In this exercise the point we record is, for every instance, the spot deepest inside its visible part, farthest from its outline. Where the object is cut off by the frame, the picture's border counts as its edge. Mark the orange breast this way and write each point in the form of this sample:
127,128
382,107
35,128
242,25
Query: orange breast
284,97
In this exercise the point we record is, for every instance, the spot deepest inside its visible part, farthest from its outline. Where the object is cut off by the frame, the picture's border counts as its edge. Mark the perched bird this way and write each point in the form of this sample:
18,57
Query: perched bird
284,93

---

▶ TASK OBJECTIVE
Which lines of the records above hold the word "picture"? Copy each one out.

▶ RESPONSE AREA
In this exercise the point we record is, for every instance, the spot deepest inside its visible part, farthest from its outline. Where the object is cut off by the frame, the picture's border counts as its edge. Mark the orange breast this way and write each point in the form of this sample:
In this exercise the point we record is, for every instance, the spot deepest inside its visible part, farthest from its outline. Where the object is cut off by the frame, the picture's border counts as its edge. Mark the perched bird this way and write each point in the form of this sample:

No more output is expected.